Task to carry out
Write the next part of the text on the ban of virginity tests and hymen repair surgery, picking up after its final sentence.

Virginity Tests And ‘Hymen Repair’ Surgery Finally Set To Be Banned
England and Wales are set to finally outlaw virginity testing and ‘hymen repair’ surgeries.
Virginity tests are considered to be a highly intrusive examination, in which doctors check to see whether a woman’s hymen is still intact. ‘Hymen repair’, officially known as hymenoplasty, is a surgical procedure to temporarily reconstruct the hymen.
This comes from a widely-believed, no-less false assumption that all women’s hymens break and everyone bleeds during their first time having sexual intercourse, when it could tear as a result of exercise, tampons or other reasons.
After earlier introducing it as a private member’s bill, Conservative MP Richard Holden’s proposals have been backed by the Department of Health and Social Care and included as a clause in the Health and Care Bill.
‘Virginity tests and hymen repair surgeries are being conducted by doctors to check or ‘restore’ the virginity of girls and women, often prior to marriage. These practices are not founded in science, are abusive and perpetuate dangerous myths,’ he said, as The Times reports.
One woman recounted her test experience to Sky News, having been forced ahead of her arranged marriage in order to protect the family’s ‘honour’, they told her. Despite ‘begging’ the doctor not to do it, he insisted as he’d already been paid.

(Stored items from a collection)
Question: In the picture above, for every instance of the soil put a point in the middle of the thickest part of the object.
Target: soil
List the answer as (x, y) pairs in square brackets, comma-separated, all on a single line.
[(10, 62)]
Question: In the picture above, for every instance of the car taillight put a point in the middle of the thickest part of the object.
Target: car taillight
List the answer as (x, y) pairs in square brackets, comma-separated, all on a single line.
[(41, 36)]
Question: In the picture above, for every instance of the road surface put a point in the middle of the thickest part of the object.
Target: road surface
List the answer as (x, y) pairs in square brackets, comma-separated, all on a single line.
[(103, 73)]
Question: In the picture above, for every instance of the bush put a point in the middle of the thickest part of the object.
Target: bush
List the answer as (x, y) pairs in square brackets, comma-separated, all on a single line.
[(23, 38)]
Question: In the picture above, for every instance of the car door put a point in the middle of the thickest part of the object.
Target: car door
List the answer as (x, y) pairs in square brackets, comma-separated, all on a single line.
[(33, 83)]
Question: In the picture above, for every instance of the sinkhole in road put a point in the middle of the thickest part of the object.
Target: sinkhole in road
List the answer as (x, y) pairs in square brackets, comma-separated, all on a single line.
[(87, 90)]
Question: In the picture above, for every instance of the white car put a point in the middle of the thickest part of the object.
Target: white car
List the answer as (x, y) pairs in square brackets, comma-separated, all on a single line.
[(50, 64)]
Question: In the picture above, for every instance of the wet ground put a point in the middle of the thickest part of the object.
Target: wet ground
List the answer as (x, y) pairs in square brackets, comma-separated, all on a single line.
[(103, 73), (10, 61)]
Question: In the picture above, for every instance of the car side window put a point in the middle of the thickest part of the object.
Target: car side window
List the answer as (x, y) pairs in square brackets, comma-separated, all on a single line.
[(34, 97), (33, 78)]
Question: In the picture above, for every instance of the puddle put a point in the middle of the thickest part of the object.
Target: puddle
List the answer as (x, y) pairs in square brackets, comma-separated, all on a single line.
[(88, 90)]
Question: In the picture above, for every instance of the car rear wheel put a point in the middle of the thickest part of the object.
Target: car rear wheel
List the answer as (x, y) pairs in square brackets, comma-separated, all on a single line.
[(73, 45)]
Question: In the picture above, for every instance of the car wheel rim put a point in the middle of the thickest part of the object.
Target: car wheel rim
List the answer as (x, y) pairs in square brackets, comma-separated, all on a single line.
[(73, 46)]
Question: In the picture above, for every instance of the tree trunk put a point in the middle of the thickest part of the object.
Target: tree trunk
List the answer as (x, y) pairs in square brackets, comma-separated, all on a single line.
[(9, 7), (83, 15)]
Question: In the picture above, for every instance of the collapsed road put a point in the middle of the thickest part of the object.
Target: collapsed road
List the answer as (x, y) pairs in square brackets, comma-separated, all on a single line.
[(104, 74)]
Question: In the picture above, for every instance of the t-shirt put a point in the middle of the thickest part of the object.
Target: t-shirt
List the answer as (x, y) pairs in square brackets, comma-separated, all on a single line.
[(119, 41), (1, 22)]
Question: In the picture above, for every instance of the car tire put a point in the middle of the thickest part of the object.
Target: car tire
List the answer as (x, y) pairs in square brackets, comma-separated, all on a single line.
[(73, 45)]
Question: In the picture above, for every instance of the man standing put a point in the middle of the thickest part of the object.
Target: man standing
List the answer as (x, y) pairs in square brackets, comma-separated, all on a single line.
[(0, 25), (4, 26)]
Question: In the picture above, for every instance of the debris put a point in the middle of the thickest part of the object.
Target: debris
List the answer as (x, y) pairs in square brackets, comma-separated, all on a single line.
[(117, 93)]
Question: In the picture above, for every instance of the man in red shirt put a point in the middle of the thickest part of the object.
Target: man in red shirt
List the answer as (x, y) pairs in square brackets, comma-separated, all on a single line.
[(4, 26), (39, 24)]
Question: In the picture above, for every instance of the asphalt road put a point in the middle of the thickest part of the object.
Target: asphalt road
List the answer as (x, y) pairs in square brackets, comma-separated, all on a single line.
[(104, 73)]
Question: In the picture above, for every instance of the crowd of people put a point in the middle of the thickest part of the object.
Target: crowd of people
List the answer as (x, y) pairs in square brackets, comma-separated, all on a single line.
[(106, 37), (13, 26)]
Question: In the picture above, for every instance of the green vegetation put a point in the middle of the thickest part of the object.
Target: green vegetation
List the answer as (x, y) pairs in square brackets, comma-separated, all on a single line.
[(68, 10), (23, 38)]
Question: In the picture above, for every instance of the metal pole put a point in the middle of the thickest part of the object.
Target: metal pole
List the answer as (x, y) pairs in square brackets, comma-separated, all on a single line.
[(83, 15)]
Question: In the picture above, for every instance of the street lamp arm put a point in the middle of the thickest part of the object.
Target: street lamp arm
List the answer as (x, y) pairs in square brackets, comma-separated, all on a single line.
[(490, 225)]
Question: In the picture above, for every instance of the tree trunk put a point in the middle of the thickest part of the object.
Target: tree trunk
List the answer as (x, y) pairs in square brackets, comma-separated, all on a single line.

Response to the exercise
‘He asked me to sit on the couch and put my legs up. It was a two finger test and obviously I was a virgin. I was traumatised. It felt like you were not human anymore. You wouldn’t treat an animal like that. He could see I was terrified. I was tearful, crying – I was pleading with him,’ she said.
The World Health Organization has said virginity testing is ‘a violation of the victim’s human rights and is associated with both immediate and long-term consequences that are detrimental to her physical, psychological and social well-being’. Adding: ‘The harmful practice of virginity testing is a social, cultural and political issue, and its elimination will require a comprehensive societal response supported by the public health community and health professionals.’
‘Young girls deserve to grow up without worrying about ‘breaking their womanhood’, so we must end this honour-based abuse,’ Holden added, hoping for cross-party support on the ban. He’s due to meet Health Secretary Sajid Javid to discuss it.